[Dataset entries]

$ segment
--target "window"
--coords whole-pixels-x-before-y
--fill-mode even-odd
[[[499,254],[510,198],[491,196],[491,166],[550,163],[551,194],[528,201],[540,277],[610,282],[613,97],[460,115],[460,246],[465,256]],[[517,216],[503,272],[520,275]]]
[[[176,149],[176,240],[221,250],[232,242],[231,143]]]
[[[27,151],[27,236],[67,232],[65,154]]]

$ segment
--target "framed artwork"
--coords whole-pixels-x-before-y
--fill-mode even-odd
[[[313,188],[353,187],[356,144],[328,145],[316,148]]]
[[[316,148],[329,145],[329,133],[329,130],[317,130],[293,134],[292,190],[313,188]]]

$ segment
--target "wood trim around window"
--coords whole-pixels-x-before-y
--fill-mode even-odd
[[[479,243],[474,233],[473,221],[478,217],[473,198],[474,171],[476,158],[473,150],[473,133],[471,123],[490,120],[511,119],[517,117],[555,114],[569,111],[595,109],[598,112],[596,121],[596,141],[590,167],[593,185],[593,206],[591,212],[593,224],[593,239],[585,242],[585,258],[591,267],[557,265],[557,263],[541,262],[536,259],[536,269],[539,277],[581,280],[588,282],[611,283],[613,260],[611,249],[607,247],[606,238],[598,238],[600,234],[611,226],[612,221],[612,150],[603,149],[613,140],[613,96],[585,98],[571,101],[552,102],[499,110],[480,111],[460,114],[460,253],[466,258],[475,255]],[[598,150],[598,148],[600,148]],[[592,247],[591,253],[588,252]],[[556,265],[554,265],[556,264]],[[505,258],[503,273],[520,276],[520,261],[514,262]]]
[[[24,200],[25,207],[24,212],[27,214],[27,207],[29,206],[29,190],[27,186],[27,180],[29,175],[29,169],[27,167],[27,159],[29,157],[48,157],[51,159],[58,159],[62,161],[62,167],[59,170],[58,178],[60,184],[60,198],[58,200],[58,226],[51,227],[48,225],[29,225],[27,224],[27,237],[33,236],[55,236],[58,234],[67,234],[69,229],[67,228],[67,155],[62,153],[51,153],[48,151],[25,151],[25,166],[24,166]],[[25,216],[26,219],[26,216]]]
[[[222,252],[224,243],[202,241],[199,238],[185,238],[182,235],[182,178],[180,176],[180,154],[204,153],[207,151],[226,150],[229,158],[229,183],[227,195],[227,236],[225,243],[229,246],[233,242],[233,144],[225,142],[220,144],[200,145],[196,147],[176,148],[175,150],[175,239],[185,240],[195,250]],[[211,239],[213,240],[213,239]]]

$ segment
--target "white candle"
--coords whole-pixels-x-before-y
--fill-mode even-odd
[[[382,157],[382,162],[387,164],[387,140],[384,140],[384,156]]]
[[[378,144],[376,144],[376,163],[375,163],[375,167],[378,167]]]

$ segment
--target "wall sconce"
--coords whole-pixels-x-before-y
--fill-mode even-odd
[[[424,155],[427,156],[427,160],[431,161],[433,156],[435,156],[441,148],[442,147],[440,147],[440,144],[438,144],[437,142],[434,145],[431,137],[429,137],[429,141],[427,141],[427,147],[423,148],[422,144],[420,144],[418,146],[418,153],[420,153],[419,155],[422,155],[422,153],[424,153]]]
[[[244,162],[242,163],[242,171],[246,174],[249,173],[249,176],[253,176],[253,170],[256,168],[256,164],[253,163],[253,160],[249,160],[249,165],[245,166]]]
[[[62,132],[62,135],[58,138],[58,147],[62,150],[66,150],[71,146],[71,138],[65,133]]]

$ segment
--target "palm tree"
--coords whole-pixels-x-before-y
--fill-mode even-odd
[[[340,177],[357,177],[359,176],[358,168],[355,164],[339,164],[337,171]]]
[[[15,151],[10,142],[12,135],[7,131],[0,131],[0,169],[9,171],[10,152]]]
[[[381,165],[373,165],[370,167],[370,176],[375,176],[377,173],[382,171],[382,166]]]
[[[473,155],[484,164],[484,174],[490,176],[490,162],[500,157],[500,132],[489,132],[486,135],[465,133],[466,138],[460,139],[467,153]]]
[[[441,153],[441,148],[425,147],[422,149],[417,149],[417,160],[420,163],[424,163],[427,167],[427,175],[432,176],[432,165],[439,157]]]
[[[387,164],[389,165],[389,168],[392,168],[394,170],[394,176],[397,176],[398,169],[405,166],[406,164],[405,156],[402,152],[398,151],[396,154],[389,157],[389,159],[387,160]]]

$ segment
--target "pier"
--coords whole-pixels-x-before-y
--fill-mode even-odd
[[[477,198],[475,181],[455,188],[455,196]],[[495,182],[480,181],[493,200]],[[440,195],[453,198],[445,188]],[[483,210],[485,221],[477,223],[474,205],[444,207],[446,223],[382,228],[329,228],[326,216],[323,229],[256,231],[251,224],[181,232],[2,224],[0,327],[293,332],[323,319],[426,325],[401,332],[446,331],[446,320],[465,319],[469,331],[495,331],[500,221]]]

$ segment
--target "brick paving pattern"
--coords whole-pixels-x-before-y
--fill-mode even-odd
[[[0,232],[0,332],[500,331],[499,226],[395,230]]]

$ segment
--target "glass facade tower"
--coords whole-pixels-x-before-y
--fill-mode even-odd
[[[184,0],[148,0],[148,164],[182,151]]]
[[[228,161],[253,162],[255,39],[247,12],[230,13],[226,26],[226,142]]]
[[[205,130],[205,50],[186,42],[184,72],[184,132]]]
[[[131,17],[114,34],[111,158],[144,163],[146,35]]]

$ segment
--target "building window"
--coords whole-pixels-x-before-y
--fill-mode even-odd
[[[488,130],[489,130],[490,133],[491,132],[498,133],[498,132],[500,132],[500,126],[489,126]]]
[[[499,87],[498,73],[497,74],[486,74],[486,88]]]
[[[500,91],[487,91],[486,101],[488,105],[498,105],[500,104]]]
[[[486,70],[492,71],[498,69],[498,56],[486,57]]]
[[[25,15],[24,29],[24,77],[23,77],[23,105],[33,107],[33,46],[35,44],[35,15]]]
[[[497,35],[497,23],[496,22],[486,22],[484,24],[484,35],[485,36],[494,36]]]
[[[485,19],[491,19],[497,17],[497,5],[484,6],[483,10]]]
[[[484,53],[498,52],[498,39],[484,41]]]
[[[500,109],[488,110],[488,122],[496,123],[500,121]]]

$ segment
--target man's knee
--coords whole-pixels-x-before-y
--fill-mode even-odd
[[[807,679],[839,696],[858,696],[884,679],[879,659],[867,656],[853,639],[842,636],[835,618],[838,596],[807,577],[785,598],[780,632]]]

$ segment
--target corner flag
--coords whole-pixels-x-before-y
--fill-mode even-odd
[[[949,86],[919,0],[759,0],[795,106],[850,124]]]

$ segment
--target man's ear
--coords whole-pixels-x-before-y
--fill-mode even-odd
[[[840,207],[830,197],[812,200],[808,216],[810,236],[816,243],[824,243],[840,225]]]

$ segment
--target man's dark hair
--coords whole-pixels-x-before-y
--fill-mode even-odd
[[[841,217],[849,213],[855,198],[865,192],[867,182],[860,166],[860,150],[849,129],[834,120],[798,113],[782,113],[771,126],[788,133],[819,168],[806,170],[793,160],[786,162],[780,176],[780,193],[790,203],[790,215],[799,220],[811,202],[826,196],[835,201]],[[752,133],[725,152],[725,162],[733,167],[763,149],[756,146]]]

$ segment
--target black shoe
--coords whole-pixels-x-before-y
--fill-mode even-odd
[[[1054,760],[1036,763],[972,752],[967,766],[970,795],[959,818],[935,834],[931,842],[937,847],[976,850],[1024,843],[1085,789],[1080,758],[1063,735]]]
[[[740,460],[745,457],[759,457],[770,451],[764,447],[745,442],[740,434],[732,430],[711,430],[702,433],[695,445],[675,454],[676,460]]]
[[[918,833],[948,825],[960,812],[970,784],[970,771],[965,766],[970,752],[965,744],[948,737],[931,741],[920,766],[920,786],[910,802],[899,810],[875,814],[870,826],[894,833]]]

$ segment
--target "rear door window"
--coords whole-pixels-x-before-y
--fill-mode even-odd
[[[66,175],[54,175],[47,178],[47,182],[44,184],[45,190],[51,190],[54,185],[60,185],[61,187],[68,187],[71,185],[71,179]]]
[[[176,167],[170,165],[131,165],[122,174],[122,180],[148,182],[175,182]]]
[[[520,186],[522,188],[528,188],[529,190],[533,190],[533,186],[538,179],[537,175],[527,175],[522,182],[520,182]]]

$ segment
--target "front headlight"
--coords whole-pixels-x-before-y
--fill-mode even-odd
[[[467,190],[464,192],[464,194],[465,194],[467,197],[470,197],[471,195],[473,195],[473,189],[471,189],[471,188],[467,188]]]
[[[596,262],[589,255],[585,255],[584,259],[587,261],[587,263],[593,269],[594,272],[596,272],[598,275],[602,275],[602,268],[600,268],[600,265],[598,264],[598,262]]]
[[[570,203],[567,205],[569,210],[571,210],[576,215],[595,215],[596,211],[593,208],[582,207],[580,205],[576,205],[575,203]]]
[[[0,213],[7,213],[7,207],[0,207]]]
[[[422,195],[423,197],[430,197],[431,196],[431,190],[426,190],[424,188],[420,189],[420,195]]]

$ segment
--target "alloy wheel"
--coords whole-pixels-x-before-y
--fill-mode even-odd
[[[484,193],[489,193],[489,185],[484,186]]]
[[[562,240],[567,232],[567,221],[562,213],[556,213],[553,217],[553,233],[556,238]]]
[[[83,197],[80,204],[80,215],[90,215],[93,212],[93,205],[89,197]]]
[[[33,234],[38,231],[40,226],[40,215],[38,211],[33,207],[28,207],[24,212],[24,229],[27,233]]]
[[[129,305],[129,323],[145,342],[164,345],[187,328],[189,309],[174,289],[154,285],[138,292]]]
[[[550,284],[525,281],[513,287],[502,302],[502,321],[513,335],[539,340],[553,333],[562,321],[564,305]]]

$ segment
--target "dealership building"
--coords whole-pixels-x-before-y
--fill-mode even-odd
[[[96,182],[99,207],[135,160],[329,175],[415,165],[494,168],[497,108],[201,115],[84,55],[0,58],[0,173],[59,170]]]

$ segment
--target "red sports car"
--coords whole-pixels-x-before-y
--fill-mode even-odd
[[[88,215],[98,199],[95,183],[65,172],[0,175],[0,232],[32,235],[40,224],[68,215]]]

WHAT TO WORK ON: Across the records above, show each line containing the word "building".

RESPONSE TO THE TASK:
--target "building window"
--target "dealership building"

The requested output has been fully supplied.